◆ Exercise material
┌──

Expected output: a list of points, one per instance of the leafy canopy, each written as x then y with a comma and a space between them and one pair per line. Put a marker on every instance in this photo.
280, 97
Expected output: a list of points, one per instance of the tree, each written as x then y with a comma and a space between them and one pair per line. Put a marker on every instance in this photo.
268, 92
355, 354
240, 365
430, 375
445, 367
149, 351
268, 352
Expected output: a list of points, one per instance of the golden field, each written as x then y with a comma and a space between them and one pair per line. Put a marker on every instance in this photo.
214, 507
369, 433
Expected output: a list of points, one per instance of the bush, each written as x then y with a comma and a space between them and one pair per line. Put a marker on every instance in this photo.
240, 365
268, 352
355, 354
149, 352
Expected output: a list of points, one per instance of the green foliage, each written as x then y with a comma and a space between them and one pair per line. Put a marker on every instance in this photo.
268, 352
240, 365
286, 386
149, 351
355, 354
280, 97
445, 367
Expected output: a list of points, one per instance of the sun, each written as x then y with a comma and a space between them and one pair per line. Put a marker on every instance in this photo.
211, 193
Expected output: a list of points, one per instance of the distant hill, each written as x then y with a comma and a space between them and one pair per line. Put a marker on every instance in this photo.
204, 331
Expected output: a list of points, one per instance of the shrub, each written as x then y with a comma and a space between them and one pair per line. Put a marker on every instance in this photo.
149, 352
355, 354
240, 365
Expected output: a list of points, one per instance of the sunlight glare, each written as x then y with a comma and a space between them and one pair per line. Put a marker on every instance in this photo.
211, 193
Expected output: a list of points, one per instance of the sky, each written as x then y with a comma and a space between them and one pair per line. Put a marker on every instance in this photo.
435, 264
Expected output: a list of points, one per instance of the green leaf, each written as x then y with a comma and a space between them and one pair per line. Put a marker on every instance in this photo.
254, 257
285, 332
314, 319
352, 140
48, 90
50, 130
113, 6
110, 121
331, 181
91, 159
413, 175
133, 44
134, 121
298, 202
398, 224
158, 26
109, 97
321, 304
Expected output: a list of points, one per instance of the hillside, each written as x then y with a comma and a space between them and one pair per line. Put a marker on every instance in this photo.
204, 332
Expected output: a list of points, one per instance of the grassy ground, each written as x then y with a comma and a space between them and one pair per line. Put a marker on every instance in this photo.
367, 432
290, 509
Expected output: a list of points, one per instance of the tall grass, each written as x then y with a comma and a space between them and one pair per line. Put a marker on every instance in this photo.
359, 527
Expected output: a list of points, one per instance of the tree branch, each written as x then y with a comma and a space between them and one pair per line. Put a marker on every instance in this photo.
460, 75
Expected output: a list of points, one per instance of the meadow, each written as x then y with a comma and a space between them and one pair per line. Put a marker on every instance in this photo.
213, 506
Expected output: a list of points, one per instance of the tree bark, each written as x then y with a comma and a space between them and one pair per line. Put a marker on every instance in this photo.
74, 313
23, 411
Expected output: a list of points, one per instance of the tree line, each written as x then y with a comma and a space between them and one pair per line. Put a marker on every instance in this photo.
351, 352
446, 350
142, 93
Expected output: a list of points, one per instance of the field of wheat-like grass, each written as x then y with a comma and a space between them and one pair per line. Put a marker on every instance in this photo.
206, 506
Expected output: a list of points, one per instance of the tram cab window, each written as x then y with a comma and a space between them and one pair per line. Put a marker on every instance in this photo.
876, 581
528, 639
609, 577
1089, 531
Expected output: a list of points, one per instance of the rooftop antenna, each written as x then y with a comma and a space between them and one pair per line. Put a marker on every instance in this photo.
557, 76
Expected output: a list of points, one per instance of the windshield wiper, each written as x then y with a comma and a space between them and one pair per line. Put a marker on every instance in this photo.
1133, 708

└──

◆ Job
Write out the lines above as a numbered list, skipping any blank lines.

◆ Solution
1. Expected output: a list of points, one per instance of the leafy canopy, each written as x then y with a comma and a space between them and one pair per line. Put a marker on every instance in this photo.
2. 280, 97
3. Expected output: a list of points, one per instance of the tree, each written as x then y with a comma and a space between them and one pair per line. Put a marker on every instance in this photo.
4. 268, 92
5. 355, 354
6. 240, 365
7. 430, 375
8. 445, 367
9. 149, 351
10. 268, 352
11. Expected output: a list of points, one per instance of the golden field, each written as x then y with a comma and a space between them and one pair per line. Put a marker on every instance in this photo.
12. 214, 507
13. 369, 433
14. Expected output: a list of points, one per instance of the bush, each written as x then y with a comma and a space between them and one pair per line. Put a marker on every instance in this photo.
15. 240, 365
16. 268, 352
17. 355, 354
18. 149, 352
19. Expected output: a list of points, one per instance of the green foliage, each written as x then y with a comma and a space between them and one pair per line. Put a marker on every instance in this photo.
20. 268, 352
21. 240, 365
22. 286, 386
23. 149, 351
24. 355, 354
25. 280, 97
26. 445, 367
27. Expected output: a list of points, one per instance of the sun, each written as x then y with a comma and a space between them and one pair per line. Put a marker on every instance in this photo.
28. 211, 193
29. Expected output: a list of points, one per instance of the distant hill, each written as x then y with a comma and a space between them and one pair per line. Put a marker on every instance in this photo.
30. 204, 331
31. Expected output: a list of points, one per instance of the shrub, each written as x then y with a comma and a space between them and one pair per line. Put a marker on every instance in this photo.
32. 149, 352
33. 355, 354
34. 240, 365
35. Expected output: a list of points, one per instance of the sunlight glare, each written as x then y with a comma and a space between them and one pair per line. Put a marker on every instance in this photo.
36. 211, 193
37. Expected output: a list of points, one per instance of the sky, each written as x then y with a comma and a space between them and one pair per line. Put a marker on every instance in this photo.
38. 435, 264
39. Expected output: a list of points, one per instance of the green leaf, each written as x then y with a comma and a space between them and one pair per line. Put a marker on every instance in this photo.
40. 254, 257
41. 285, 332
42. 314, 319
43. 352, 140
44. 48, 90
45. 50, 130
46. 113, 6
47. 110, 121
48. 331, 181
49. 91, 159
50. 413, 175
51. 133, 44
52. 134, 121
53. 298, 202
54. 398, 224
55. 158, 26
56. 109, 97
57. 321, 304
58. Expected output: a list of points, one per instance of the hillside, each written as x then y with a comma and a space between them and one pair per line. Put a marker on every instance in this photo.
59. 204, 332
60. Expected output: a list of points, one per instance of the grassy ground, each written as x then y with a comma and a space between them and one pair per line. Put a marker on every instance in this photo.
61. 367, 432
62. 290, 509
63. Expected output: a list of points, one per instance of the tall grass, each written as x then y with a comma and a space between them and one pair per line. Put a marker on every instance in this photo.
64. 359, 527
65. Expected output: a list of points, one per instance of the tree branch, each written as x then y with a comma and a space between them and one pair per line. Put a marker on every instance in this photo.
66. 460, 75
67. Expected output: a list of points, one per instance of the meadow, each written as x then y with a comma and a space between them and one pair per line. Put a marker on every instance in this photo.
68. 213, 506
69. Expected output: a list of points, one per instance of the tree bark, each written as x then y with a comma and a space between them and one pair per line. Put a marker on every instance in this photo.
70. 74, 313
71. 23, 411
72. Expected output: a list of points, one per instance of the tree line, each written as x then y with a comma and a space between them and one pair per line. Put a marker on every instance in this photo.
73. 351, 352
74. 446, 350
75. 142, 93
76. Expected output: a list of points, one per instance of the field of wheat-like grass, each written as x then y with a comma and a space between them and one pair per line. Put a marker on every instance in this photo.
77. 206, 506
78. Expected output: a list of points, one per instance of the tram cab window, each written as x then y with a comma and a space between them and one pair per line. Put a marker on every instance in this photo.
79. 876, 581
80. 528, 639
81. 609, 577
82. 1089, 531
83. Expected output: a list of points, one per instance of the rooftop antenna, each written as x then y with a comma and a space between them and one pair per line. Put a marker on every instance in this photo.
84. 557, 76
85. Expected output: a list of points, one per instance of the windshield wiper, each written as x then y with a comma and a space between them and one pair per line. Put a marker on every instance in this photo.
86. 1133, 708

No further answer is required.